* Task to carry out: The expected result is the segment of the entries that begins with the line containing "Record the location of each instance of the cream" and ends with the last line, copied verbatim.

* Entries provided:
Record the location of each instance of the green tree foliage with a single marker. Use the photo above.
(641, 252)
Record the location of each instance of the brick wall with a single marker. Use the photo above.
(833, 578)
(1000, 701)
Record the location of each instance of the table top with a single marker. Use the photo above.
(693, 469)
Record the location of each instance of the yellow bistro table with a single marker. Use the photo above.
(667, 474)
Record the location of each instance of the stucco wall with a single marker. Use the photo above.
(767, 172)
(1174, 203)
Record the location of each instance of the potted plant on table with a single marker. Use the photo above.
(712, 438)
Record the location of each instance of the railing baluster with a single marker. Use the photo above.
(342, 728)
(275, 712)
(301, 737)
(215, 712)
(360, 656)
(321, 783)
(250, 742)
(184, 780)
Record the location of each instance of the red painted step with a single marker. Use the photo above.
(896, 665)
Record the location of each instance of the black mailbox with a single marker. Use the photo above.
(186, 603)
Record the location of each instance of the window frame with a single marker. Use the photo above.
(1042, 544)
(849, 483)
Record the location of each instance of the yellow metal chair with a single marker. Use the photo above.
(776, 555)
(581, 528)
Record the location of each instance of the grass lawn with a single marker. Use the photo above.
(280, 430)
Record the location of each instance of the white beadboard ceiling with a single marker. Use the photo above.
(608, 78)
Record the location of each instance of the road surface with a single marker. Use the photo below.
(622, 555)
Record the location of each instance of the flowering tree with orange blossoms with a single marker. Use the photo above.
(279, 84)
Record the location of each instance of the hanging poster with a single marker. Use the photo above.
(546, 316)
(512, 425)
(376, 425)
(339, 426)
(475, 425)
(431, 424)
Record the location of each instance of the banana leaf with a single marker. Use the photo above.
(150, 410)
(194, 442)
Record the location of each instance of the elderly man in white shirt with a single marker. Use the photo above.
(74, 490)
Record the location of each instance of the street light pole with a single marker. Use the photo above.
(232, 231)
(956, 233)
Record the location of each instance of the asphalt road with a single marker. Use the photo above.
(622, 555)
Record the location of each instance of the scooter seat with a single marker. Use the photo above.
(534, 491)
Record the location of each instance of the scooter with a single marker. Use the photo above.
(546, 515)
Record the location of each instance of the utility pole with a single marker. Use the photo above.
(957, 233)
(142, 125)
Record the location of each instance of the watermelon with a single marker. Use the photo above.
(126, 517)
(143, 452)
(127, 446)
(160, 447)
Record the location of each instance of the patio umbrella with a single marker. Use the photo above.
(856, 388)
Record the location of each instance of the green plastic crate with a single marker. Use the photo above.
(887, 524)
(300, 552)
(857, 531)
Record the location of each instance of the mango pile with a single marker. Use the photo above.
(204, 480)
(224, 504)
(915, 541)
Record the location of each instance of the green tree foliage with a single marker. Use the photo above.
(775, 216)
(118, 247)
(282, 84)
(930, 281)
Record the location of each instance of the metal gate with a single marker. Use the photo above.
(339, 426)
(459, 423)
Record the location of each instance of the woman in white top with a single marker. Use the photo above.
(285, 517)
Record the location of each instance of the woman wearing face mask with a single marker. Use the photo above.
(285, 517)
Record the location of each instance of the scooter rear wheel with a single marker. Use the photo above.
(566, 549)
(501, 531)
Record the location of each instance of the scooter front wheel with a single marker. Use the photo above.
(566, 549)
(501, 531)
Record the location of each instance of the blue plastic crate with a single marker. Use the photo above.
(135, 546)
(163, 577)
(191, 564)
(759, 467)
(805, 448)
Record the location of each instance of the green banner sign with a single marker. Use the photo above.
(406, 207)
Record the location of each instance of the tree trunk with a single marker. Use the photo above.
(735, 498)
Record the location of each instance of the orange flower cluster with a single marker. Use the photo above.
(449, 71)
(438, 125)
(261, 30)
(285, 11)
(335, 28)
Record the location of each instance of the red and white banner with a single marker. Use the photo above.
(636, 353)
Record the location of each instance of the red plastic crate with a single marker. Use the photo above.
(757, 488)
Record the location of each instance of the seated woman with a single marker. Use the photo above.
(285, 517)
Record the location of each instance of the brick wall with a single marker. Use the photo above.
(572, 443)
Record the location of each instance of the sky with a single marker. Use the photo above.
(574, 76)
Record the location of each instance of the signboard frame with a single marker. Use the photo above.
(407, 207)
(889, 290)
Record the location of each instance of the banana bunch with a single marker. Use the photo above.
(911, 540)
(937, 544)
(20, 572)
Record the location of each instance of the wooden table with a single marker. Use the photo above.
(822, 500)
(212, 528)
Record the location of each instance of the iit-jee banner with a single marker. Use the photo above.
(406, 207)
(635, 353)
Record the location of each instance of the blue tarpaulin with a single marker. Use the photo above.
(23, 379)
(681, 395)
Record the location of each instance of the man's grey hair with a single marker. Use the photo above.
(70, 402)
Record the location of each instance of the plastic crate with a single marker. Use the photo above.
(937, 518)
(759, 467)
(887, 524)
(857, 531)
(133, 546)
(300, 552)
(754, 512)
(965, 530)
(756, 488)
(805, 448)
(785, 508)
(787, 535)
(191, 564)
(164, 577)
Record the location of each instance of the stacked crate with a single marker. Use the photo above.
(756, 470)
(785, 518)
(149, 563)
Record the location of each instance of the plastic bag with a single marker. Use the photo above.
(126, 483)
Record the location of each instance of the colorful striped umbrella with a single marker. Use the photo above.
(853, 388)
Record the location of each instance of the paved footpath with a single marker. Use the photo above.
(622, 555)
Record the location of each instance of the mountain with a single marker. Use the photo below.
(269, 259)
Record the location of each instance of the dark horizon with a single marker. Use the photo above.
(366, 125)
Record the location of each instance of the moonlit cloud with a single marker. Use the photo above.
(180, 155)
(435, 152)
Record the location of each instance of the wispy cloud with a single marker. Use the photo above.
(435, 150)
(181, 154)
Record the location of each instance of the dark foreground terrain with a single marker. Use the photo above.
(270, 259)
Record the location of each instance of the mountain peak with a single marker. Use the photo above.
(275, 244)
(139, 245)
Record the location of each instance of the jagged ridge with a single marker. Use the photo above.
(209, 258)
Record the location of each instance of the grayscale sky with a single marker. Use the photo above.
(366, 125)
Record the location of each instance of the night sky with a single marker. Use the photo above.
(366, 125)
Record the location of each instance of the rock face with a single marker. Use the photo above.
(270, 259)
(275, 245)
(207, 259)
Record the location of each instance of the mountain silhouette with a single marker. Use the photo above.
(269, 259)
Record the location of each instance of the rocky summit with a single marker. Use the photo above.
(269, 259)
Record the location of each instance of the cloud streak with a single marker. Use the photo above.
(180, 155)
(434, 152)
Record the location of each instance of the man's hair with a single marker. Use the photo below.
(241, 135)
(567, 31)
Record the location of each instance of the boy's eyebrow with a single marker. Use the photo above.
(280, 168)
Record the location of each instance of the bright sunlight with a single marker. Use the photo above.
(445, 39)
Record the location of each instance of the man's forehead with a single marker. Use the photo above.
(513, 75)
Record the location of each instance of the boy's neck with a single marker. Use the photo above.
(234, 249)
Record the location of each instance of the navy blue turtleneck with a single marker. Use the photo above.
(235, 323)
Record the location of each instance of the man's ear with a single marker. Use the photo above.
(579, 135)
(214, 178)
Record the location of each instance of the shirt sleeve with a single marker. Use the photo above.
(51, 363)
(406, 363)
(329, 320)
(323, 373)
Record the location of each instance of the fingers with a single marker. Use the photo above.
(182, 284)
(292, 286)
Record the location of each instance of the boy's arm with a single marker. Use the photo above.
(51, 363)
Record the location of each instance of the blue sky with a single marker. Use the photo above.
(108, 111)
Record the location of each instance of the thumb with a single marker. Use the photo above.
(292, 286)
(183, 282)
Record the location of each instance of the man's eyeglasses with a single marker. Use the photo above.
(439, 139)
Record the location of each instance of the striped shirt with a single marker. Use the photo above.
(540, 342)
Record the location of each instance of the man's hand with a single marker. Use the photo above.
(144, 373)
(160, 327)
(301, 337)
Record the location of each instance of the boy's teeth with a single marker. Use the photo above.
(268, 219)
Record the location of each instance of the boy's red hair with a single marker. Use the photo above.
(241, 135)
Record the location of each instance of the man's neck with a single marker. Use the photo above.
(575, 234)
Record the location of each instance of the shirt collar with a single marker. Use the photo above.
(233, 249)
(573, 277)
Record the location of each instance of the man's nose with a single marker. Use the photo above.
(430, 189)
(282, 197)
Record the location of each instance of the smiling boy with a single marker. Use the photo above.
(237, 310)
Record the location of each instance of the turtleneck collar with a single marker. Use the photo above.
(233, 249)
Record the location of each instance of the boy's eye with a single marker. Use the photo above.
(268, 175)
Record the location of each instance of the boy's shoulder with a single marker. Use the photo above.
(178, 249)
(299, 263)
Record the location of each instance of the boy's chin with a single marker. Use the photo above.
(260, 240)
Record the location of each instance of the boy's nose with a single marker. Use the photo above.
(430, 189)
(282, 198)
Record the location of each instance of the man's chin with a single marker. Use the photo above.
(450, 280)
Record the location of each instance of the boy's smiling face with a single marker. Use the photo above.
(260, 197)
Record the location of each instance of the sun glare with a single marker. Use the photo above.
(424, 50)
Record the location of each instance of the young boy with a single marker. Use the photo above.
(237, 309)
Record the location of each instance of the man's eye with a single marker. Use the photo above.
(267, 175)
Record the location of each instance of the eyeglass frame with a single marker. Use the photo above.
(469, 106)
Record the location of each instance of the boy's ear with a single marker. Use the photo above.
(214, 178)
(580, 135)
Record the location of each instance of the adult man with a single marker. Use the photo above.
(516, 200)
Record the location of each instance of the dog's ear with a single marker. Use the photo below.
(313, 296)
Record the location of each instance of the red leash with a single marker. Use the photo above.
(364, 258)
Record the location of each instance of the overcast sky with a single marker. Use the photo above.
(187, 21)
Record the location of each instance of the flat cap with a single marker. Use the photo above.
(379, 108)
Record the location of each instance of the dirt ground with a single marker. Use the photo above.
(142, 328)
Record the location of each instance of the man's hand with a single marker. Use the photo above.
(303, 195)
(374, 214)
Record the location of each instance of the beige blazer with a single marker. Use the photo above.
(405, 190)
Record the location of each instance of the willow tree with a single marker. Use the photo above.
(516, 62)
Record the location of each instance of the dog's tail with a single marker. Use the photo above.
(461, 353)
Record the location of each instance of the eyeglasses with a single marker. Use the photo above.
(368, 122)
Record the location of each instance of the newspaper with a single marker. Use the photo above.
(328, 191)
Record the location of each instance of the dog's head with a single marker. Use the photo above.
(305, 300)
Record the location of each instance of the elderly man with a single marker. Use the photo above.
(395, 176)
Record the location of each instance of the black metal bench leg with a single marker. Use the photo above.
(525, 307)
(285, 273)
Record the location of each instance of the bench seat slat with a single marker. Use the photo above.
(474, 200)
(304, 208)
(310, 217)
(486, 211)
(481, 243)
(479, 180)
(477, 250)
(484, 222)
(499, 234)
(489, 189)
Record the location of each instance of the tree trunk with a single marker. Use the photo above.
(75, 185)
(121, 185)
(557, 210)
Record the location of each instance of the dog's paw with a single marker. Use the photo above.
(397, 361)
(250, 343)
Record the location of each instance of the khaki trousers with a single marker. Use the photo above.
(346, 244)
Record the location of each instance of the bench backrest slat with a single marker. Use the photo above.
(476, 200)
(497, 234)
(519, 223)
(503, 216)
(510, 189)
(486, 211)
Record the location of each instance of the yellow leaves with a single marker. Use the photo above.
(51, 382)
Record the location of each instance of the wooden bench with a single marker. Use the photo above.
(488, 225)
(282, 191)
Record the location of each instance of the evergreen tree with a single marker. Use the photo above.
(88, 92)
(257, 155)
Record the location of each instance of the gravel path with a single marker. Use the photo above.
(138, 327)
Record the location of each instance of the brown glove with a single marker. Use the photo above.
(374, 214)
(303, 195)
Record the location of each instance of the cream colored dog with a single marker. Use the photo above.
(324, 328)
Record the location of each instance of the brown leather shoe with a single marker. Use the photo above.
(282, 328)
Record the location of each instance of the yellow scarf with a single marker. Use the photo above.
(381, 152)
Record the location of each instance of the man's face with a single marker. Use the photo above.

* Task response:
Record the location of each instance of the cream colored dog with a single marker. Use the photo above.
(324, 328)
Record the location of each instance of the brown leather shoe with a single marker. Use the photo above.
(282, 328)
Record the location of each instance of the yellow scarf with a single marker. Use the photo above.
(381, 152)
Record the location of each instance of the man's face with a single marker. Use the photo above.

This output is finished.